----- Working data
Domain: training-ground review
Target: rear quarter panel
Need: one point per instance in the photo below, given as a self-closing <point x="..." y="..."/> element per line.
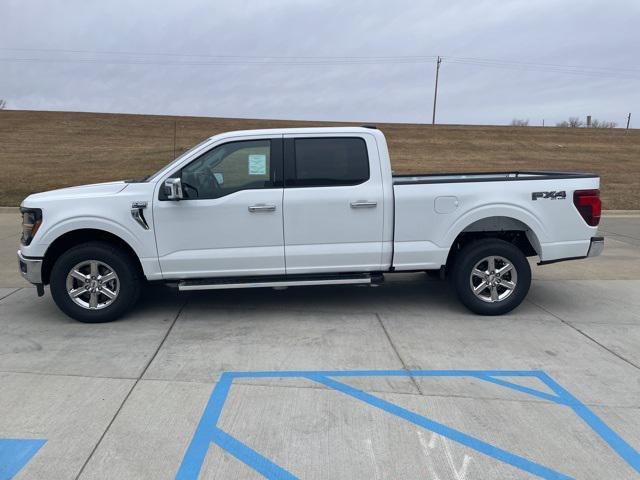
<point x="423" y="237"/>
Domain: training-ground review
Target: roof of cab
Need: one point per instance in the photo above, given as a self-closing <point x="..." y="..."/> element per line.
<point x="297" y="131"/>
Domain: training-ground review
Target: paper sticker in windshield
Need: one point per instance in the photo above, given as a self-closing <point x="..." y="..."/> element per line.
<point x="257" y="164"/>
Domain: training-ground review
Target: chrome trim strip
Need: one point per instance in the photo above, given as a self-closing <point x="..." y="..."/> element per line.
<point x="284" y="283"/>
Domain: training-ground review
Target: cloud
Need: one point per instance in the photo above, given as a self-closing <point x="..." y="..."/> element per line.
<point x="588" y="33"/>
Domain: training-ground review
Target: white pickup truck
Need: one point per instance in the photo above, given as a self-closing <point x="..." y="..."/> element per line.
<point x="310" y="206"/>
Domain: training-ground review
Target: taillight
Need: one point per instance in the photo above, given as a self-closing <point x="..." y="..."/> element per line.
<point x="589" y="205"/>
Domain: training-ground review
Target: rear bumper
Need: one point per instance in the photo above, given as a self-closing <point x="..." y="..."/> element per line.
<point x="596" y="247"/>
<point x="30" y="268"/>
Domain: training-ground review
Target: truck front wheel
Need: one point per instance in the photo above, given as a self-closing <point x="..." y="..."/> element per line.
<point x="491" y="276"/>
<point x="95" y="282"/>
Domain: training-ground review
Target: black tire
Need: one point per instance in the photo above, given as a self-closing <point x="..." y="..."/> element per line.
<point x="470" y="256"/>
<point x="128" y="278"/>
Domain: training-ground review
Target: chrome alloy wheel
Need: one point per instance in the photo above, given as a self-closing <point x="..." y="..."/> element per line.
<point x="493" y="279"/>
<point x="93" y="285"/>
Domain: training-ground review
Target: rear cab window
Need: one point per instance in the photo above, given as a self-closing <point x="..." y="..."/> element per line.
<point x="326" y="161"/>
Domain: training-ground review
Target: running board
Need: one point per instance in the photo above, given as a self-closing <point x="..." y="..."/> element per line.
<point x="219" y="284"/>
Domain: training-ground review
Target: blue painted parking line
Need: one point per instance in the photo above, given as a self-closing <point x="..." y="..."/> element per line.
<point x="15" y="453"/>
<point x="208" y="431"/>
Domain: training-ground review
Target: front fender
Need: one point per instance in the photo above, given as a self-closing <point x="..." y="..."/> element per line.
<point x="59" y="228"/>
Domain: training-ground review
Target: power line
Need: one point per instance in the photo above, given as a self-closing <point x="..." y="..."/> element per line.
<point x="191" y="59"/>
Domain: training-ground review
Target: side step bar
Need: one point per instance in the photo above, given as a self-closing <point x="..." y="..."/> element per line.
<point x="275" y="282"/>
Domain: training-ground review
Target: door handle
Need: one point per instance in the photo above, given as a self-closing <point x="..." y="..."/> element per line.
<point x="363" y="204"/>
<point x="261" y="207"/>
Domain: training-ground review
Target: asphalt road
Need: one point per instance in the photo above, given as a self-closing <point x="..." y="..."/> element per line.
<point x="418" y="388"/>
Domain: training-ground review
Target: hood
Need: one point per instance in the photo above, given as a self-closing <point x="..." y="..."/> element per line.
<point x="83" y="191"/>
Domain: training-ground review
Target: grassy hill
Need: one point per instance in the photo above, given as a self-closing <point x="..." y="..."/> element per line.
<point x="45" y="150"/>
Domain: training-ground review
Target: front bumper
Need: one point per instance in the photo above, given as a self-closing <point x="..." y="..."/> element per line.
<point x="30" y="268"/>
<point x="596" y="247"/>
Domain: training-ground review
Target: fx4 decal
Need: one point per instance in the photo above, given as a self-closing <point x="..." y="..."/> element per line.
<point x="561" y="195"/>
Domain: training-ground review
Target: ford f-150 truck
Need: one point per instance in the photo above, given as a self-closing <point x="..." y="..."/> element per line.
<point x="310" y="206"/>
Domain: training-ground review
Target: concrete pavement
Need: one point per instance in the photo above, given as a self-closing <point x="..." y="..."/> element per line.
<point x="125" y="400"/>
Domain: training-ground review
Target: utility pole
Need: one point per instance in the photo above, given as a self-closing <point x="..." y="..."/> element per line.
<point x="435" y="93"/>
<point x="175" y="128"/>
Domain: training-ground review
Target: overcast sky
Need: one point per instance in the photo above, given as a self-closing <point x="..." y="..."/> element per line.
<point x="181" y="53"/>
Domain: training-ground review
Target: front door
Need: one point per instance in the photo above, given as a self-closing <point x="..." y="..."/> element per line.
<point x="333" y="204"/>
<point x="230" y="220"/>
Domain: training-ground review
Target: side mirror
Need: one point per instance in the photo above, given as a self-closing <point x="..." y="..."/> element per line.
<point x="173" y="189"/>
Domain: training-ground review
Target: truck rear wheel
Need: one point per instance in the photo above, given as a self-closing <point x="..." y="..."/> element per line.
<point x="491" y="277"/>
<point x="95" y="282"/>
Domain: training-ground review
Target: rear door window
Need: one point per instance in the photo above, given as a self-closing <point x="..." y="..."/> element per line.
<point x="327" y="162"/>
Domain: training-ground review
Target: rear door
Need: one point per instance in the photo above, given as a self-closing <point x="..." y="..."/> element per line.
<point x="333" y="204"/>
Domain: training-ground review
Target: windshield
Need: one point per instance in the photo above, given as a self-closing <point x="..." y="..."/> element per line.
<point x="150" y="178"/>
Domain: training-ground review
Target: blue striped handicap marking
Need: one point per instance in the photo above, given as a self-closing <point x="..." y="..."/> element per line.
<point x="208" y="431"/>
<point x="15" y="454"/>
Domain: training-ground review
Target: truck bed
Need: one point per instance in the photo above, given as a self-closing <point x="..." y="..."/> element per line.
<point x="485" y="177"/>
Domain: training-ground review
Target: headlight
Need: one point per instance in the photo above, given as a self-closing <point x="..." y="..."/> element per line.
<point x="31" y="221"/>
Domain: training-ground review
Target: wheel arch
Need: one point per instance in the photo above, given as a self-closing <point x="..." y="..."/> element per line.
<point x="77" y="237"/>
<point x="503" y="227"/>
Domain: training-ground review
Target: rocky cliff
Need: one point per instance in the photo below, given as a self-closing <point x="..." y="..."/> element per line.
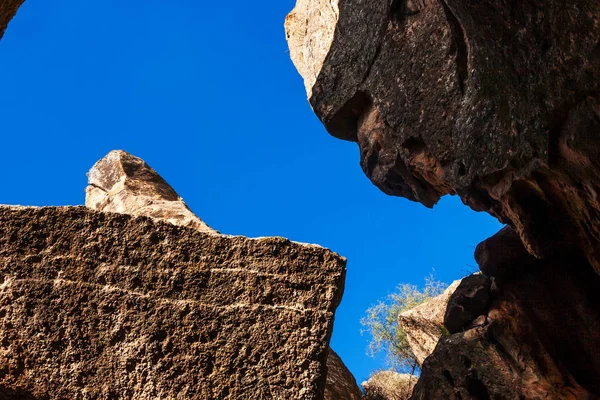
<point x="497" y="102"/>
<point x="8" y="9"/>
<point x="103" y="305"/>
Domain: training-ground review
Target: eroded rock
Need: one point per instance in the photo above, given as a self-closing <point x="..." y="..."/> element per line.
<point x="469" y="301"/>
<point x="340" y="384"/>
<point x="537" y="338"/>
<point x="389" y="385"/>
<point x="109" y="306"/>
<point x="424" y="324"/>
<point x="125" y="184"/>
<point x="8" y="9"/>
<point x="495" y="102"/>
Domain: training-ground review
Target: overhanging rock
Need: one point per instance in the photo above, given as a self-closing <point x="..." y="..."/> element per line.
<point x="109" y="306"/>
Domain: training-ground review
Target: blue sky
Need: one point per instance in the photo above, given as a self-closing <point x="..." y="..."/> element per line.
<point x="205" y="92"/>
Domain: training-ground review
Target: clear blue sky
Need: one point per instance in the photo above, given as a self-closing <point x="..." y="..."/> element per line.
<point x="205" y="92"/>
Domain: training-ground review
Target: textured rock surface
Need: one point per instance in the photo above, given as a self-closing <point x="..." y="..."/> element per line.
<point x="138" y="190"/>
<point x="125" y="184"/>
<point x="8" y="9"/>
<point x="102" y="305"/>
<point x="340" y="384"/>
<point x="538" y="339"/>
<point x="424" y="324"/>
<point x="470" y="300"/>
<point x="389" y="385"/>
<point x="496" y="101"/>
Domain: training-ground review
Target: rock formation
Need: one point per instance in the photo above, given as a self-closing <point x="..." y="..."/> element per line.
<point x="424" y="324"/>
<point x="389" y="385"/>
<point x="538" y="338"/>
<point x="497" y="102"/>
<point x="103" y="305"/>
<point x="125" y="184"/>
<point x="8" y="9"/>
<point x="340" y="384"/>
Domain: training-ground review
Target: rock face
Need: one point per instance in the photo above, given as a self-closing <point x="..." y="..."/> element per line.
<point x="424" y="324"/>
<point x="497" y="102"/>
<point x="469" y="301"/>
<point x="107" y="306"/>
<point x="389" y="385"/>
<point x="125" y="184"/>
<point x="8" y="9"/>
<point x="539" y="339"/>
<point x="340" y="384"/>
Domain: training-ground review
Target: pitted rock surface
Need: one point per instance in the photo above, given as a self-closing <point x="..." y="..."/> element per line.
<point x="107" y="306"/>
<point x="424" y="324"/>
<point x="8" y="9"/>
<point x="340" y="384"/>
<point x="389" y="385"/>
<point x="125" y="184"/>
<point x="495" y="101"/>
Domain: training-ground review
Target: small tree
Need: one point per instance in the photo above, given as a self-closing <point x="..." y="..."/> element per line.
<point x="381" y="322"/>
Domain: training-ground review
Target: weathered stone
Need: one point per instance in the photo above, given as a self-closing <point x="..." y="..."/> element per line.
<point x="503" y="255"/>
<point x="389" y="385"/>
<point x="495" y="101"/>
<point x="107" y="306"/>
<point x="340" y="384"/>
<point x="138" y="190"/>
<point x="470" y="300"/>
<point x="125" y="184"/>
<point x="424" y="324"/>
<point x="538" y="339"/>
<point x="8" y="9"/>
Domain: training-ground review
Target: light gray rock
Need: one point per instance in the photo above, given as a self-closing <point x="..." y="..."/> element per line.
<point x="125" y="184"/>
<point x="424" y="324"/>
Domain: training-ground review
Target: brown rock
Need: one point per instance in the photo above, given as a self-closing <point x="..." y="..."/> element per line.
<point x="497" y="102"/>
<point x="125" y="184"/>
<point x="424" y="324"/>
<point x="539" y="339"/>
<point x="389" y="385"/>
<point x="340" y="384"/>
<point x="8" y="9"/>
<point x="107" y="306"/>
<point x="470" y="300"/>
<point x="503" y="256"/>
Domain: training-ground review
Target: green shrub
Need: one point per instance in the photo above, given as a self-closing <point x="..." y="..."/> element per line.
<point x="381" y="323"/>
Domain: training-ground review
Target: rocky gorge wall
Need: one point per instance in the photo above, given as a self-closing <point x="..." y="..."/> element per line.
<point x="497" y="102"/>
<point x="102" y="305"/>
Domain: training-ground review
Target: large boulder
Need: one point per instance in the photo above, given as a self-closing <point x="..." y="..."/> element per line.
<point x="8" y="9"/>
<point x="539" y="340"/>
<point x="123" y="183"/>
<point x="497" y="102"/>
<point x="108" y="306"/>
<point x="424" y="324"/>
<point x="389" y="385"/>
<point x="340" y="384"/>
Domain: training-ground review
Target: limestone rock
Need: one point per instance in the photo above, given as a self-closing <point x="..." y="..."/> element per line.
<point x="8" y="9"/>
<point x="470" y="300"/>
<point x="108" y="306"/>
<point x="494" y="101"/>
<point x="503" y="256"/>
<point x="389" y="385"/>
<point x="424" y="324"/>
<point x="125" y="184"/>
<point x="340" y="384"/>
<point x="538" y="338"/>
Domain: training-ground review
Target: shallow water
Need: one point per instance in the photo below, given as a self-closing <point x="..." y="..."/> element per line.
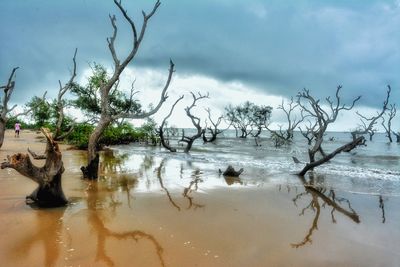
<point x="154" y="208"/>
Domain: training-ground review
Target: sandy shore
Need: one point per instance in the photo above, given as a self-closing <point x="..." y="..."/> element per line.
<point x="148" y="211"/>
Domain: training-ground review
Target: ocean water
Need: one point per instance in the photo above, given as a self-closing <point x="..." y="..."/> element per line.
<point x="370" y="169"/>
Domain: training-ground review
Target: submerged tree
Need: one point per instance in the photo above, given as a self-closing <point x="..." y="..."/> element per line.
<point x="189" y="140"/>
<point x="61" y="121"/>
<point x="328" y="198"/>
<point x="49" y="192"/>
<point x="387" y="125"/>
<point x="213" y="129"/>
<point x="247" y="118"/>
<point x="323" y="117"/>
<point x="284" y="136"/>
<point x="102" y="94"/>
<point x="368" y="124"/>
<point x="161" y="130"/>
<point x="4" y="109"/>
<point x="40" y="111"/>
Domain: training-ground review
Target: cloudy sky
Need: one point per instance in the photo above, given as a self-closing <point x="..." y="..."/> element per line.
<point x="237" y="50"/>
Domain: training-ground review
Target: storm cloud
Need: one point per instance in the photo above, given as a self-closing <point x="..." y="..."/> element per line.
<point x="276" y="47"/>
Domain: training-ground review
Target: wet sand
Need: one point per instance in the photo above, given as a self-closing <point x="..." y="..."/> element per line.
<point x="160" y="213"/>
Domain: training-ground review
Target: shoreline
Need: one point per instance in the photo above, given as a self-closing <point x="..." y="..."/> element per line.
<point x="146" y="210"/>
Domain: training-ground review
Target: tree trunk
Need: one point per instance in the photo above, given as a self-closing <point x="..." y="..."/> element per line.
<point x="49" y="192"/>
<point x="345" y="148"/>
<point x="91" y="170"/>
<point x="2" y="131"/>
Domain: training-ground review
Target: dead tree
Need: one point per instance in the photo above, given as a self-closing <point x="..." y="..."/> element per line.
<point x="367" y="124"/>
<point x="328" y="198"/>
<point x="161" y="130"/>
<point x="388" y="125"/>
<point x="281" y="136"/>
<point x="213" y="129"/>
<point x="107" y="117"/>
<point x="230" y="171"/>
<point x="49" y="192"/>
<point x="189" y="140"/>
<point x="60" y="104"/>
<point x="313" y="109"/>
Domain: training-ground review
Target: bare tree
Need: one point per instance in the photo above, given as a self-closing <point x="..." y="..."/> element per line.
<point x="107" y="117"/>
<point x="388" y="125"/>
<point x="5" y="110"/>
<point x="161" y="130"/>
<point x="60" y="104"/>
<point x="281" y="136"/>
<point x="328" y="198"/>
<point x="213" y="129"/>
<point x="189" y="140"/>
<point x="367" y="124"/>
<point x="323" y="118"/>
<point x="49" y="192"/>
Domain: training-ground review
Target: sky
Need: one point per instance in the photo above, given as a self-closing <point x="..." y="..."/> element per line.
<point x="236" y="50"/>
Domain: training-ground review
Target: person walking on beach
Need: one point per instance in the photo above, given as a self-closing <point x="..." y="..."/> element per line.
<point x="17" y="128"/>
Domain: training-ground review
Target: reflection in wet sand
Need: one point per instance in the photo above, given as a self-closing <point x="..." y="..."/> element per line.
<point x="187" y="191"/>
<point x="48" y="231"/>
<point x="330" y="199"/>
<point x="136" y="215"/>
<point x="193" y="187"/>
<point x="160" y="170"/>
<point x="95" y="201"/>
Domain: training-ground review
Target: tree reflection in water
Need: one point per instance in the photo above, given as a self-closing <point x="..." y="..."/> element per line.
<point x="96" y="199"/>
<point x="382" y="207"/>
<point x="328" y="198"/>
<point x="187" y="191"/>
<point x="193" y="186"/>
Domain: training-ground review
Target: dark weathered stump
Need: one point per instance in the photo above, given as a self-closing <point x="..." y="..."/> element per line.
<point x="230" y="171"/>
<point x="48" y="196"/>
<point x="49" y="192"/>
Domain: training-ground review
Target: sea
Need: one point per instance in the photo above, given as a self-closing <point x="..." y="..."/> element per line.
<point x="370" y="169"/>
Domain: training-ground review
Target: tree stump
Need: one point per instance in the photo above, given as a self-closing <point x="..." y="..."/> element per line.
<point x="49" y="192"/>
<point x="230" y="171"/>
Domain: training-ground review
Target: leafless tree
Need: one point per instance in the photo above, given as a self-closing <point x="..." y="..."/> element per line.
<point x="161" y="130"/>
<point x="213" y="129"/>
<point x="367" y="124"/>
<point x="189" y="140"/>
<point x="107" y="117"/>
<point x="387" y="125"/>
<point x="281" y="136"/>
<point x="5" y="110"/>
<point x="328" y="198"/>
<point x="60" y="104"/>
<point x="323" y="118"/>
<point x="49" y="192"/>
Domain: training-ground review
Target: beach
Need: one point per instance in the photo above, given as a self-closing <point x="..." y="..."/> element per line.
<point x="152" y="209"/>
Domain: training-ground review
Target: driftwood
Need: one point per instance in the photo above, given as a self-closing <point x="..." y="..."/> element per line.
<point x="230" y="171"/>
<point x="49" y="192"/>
----------
Problem
Could you copy every line in the records that holds "chrome"?

The answer
Target: chrome trim strip
Target: chrome alloy wheel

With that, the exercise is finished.